- **PROBLEM SET**:
• a. In the passage on the IMF in Asia, what did Hubert Neiss say would have happened if interest rates were lower than the current level?
• b. List every person named in the passage on the IMF in Asia, with the title the passage gives each one.
• c. Based on the passage on the IMF in Asia, is each statement true? (i) Severino spoke at a conference in Australia. (ii) Private-sector economists have publicly opposed the IMF line. (iii) Indonesia's government will lower interest rates. Answer yes or no for each, and quote the words that decide it.

- **TEXT BLOCK**:

Not just the middle class. The World Bank's vice president for East Asia and the Pacific, Jean-Michel Severino, painted a bleak picture of job losses and growing poverty, and he warned this could trigger political trouble. "Let us remember that the hungry can become angry," he told a conference Tuesday in Australia.

The IMF is sticking to its guns. David Nellor, the IMF's assistant director for Asian and Pacific Affairs, warned at the same conference that higher government spending could ignite inflation. "I think maybe we are talking about a matter of degrees," he said. "I think it's a matter of finding a way to balance the objectives" of government support for the economy and suppressing inflation.

Hubert Neiss, the IMF's director for Asian and Pacific affairs, said Monday in Jakarta that "the rupiah would have fallen further if the interest rates were lower than the current level."

The IMF's recovery recipe for Asia has been repeatedly attacked by academics and politicians. However, private-sector economists have generally toed the IMF line, at least publicly. So have most of the countries the IMF has aided.

Indonesia

Even Indonesia is coming around -- the government will maintain high interest rates even though they haven't provided support to the nation's beleaguered currency, according to central bank Governor Sjahril Sabirin.

- **DATA SECTION**:

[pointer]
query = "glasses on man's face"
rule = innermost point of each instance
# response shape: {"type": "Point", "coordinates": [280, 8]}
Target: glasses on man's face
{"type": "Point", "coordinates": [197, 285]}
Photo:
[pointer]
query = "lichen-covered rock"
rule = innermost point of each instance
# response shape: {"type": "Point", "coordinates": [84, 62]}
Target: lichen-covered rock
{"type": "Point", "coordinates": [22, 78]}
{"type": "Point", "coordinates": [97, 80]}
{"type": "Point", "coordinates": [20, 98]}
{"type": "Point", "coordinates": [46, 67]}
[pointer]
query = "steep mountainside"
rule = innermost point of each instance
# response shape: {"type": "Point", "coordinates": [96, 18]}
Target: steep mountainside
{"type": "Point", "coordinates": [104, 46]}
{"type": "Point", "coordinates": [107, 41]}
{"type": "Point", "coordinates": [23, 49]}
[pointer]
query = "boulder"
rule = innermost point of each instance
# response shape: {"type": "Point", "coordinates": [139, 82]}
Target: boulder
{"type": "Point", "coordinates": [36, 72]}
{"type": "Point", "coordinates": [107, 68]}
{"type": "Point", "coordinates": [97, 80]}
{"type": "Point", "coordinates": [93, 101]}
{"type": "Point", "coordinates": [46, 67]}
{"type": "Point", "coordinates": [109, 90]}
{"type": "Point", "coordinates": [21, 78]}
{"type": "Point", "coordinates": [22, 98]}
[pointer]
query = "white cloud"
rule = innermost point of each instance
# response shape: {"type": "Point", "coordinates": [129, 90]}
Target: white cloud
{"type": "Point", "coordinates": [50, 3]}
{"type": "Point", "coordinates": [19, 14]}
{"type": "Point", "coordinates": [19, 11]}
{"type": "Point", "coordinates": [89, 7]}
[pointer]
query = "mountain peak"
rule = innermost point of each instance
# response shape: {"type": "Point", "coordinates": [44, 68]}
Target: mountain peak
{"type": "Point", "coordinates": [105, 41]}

- **RESPONSES FOR EACH TASK**:
• a. The rupiah would have fallen further.

• b.
- Jean-Michel Severino, the World Bank's vice president for East Asia and the Pacific
- David Nellor, the IMF's assistant director for Asian and Pacific Affairs
- Hubert Neiss, the IMF's director for Asian and Pacific affairs
- Sjahril Sabirin, central bank Governor

• c.
(i) Yes: "he told a conference Tuesday in Australia"
(ii) No: "private-sector economists have generally toed the IMF line, at least publicly"
(iii) No: "the government will maintain high interest rates"